◆ **Given passage**
━━━

Conversations with Dead Folk.

10 Jan

Fellow twitterers will know there are multitudes within chaosbogey. What began one diary amidst many became the metadiary, a distillation of my (very dull) existence. Din would read for bogey, she’d think for me, then I’d write for someone else. It clarified my analysis, this messy divorce, yet its memory still stings and I remain hesitant about how well we succeeded. I do know why we fragmented into a halt. IRL, I rarely summon the energy to be this long-winded. or angry. or honest. or curious. or wise. IRL, I’m occasionally funny. Bogey’s peculiar personality is her own, and I’m almost convinced this is a good thing. In my apps to grad school, I call chaosbogey a palimpsest; pompous as it sounds, ’tis closest to the truth as I read it. It’s either that or insurrection/orgy/mutation, and to call her any of those would be an unkindness.

Sanya Glisic, Der Stuwwelpeter.

A hefty bit of bogey’s composite is an absent ally.  On behalf of every ghost within the works, his pledge for 2012 —

Listen carefully,

Neither the Vedas

Nor the Qur’an

Will teach you this:

Put the bit in its mouth,

The saddle on its back,

Your foot in the stirrup,

And ride your wild runaway mind

All the way to heaven.


(trans. Arvind Krishna Mehrotra)

In the final year of college, as my friends went about the business of ambition, I spent my nights adapting The Coast Of Utopia for the NLS playfest. Stoppard credits Isaiah Berlin as an inspiration, and so I started Russian Thinkers. Here my theatrical pretensions quickly quailed, for Berlin was my window into a tradition far removed from everything an Indian legal education teaches you about the world. He showed me the ‘tangled undergrowth’ of modern history, enticing me into an alien universe populated by folk my textbooks only accorded footnotes to. Three years later, I documented the journey in the first mystic myna column.

Isaiah Berlin was the 20th century’s foremost preserver of forgotten genius. He can only be read, as Erasmus would say, spinning in the salon of your imagination. Voltaire argues with Bakunin, Herzen battles Hegel, Hume and Diderot team up in an unlikely alliance against Marx. Everyone despises and adores Rousseau in turns, nearly everyone twists Kant into their personal utopia. The challenge, whilst reading Berlin, is in plotting a course. It is important to fix a firm question in one’s head, a destination to aspire towards.

━━━

◆ **Records shown**
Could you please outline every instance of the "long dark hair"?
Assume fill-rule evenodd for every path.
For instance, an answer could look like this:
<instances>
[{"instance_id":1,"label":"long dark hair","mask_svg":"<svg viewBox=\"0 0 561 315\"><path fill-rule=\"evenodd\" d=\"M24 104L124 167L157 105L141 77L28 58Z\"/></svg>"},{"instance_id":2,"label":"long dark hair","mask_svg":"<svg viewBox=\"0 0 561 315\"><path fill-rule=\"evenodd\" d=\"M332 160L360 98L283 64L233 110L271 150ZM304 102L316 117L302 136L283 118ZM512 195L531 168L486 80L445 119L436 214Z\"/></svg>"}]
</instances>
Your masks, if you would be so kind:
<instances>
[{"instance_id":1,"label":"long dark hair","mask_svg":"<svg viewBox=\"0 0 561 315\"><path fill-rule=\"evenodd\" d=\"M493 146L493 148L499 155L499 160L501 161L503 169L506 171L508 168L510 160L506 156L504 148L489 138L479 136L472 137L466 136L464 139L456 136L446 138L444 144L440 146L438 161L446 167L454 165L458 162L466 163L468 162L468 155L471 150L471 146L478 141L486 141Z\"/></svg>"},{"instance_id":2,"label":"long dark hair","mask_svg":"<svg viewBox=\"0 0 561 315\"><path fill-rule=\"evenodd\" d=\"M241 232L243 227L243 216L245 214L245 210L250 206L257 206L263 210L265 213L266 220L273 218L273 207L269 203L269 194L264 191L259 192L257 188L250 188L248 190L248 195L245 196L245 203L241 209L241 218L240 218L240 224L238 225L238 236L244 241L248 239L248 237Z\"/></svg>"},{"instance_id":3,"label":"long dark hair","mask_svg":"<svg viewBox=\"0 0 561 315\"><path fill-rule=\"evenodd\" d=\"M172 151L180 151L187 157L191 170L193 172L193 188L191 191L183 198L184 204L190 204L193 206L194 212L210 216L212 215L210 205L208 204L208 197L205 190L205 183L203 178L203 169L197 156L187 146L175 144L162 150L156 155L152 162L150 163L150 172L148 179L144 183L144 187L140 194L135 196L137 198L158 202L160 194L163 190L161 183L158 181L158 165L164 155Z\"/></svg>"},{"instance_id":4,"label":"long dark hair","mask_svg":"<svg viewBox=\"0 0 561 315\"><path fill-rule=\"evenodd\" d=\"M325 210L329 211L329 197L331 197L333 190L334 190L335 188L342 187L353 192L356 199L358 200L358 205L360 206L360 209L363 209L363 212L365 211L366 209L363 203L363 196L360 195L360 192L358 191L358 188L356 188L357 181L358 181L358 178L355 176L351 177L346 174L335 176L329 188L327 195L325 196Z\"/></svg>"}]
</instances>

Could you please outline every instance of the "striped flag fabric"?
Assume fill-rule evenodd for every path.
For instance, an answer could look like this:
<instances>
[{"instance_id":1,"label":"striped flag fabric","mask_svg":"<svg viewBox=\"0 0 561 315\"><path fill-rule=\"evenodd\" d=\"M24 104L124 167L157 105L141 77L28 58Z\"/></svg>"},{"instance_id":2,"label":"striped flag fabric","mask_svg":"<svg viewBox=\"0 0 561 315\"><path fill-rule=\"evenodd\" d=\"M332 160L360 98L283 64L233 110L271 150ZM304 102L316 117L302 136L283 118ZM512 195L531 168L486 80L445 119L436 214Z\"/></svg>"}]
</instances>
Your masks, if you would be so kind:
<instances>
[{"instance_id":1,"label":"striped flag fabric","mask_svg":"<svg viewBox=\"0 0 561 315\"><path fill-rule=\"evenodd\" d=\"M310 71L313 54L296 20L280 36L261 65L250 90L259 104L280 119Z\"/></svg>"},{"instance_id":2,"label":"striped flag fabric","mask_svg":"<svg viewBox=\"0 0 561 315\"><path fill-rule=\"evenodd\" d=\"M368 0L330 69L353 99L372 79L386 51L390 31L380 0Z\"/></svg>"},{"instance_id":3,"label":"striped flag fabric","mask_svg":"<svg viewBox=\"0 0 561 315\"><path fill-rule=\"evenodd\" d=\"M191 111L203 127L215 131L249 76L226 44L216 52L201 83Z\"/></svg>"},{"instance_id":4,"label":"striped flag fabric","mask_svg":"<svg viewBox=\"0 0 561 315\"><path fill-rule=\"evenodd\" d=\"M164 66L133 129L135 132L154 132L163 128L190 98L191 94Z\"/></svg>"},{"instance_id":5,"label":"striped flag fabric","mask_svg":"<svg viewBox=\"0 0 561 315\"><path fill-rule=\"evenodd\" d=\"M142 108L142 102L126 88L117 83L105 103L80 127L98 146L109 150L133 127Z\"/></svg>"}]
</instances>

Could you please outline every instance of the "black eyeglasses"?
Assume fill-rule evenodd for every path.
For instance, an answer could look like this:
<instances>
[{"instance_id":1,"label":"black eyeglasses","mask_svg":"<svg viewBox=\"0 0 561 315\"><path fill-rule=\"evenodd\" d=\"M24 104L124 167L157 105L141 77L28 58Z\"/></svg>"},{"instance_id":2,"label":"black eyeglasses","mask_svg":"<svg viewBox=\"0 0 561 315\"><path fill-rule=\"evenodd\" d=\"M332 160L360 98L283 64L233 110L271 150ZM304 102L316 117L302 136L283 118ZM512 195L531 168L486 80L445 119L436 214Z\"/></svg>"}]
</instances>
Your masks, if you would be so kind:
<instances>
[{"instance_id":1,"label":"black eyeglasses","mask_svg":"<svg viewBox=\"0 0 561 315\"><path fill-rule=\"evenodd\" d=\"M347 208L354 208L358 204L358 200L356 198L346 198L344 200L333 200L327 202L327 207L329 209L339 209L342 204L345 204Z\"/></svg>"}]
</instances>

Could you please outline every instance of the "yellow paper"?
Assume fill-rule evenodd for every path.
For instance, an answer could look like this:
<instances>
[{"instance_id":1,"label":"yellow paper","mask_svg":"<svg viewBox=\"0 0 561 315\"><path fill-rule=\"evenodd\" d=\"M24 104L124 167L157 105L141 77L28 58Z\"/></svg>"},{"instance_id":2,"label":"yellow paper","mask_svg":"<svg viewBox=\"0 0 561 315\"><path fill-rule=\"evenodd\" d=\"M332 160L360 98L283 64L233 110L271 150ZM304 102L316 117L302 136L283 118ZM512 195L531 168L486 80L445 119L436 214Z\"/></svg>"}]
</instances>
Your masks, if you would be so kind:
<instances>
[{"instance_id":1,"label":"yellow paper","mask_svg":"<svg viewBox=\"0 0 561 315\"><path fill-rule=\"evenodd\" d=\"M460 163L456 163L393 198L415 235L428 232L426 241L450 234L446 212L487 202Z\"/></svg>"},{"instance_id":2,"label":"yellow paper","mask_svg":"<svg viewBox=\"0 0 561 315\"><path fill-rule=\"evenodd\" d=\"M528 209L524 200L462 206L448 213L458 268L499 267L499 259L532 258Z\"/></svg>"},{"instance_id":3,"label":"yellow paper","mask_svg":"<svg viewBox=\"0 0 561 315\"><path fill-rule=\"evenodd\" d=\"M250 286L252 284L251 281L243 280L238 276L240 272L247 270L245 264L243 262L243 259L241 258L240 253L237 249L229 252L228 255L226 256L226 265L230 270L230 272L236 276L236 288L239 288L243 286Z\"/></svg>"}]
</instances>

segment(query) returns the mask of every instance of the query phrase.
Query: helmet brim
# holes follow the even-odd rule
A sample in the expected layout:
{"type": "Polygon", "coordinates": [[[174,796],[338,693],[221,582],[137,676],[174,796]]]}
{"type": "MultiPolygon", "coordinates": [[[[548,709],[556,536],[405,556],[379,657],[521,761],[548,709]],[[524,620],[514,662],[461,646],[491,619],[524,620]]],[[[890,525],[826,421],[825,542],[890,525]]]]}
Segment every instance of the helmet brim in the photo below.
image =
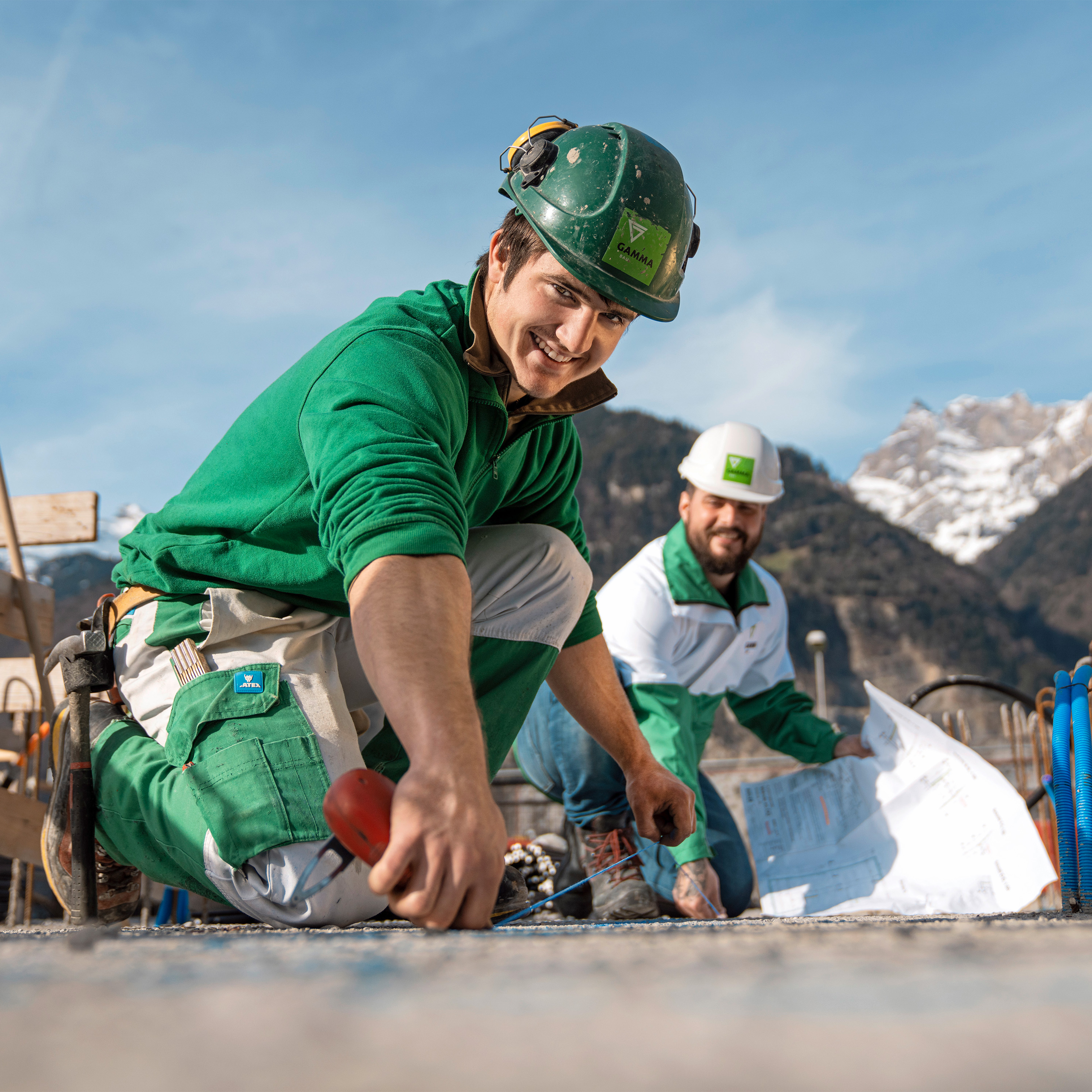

━━━

◆ **Exercise task 1**
Answer each question about the blog entry in a single line:
(a) What word does the writer use for chaosbogey in applications to grad school?
(b) Which play did the writer adapt in the final year of college, and for what event?
(c) Who is credited with the translation of the poem?
◆ **Exercise task 2**
In the blog entry, the writer says that IRL they rarely summon the energy to be certain things. List all of those qualities.
◆ **Exercise task 3**
Go on with the blog entry on reading Isaiah Berlin, picking up after its last sentence.

◆ **Reply 1**
(a) A palimpsest.
(b) The Coast Of Utopia, for the NLS playfest.
(c) Arvind Krishna Mehrotra.

◆ **Reply 2**
long-winded, angry, honest, curious, wise

◆ **Reply 3**
My Berlin-quest followed the ‘romantic exiles’ of 19th century, navigating along The Coast of Utopia, which chronicles the lives of the intelligentsia that fled Russia during the ‘long night of obscurantism’ between the Decemberists in 1825 and the assassination of Tsar Alexander II in 1881.  The plays revolve around the debate between Mikhail Bakunin and Alexander Herzen about the Fate of Revolution, and are weighted (like Berlin’s book) in favour of Herzen’s gloomy liberalism. Bakunin, harbinger of modern anarchism, is thus dismissed by Berlin in a glorious sentence-paragraph:

Bakunin, with his gusto and his logic and his eloquence, his desire and capacity to undermine and burn and shiver to pieces, now disarmingly child-like, at other times pathological and inhuman; with his odd combination of analytical acuity and unbridled exhibitionism; carrying with him, with superb unconcern, the multi-coloured heritage of the 18th century, without troubling to consider whether some among his ideas contradicted others—the ‘dialectic’ would look after that—or how many of them had become obsolete, discredited, or had been absurd from inception. Bakunin, the official friend of absolute liberty, has not bequeathed a single idea worth considering for its own sake; there is not a fresh thought, not even an authentic emotion, only amusing diatribes, high spirits, malicious vignettes, and a memorable epigram or two.

In Belinsky he finds a living legend and the instigator of the ‘Dostoevsky complex’:

The original prototype of these sincere, sometimes childish, at other times angry, champions of persecuted humanity, the saints and martyrs in the cause of the humiliated and defeated—the actual, historical embodiment of this most Russian type of moral and intellectual heroism—is Vissarion Belinsky

Belinsky is the thread that unites the disparate patterns within the tapestry of early socialism:  German idealism, Russian lucidity, French decadence. Everyone, in Russian Thinkers and The Coast of Utopia alike, is perpetually debating Belinsky’s ghost. This is convenient all around, for Belinsky said many contradictory things, as prolific and impoverished writers must. This combination of humble origins and elite approval ensured his place in Russian history, and his views about the ‘social’ criticism of literature were the battleground for the next century of Russian thought. Belinsky’s premature death in early 1848 installed him as an icon for the next generation of ‘violent’ thinkers like Chernyshevsky and Pisarev, officially the fathers of Bolshevism.

For most of his life an earnest Hegelian, Belinsky astutely overturned his mentor’s dialectic. Hegel, he said, had discovered the algebra of revolution rather than its physics. History isn’t ordained or governed, but formulated: millions of variables interacting within predictable (and partial) patterns. In a letter to the artist Vasily Botkin, Belinsky echoes Bertrand Russell, claiming the ‘unfolding of the World-Spirit in time’ expects the cosmos to scramble towards Hegel’s philosophy:

 All Hegel’s talk about morality is utter nonsense, since in the objective realm of thought there is no morality. Even if I attained to the top of the ladder of human development, I would still have to ask Hegel to account for all the victims of life and of history, all the victims of accident and superstition, of the Inquisition and Phillip II, otherwise I will have to throw myself head-downwards.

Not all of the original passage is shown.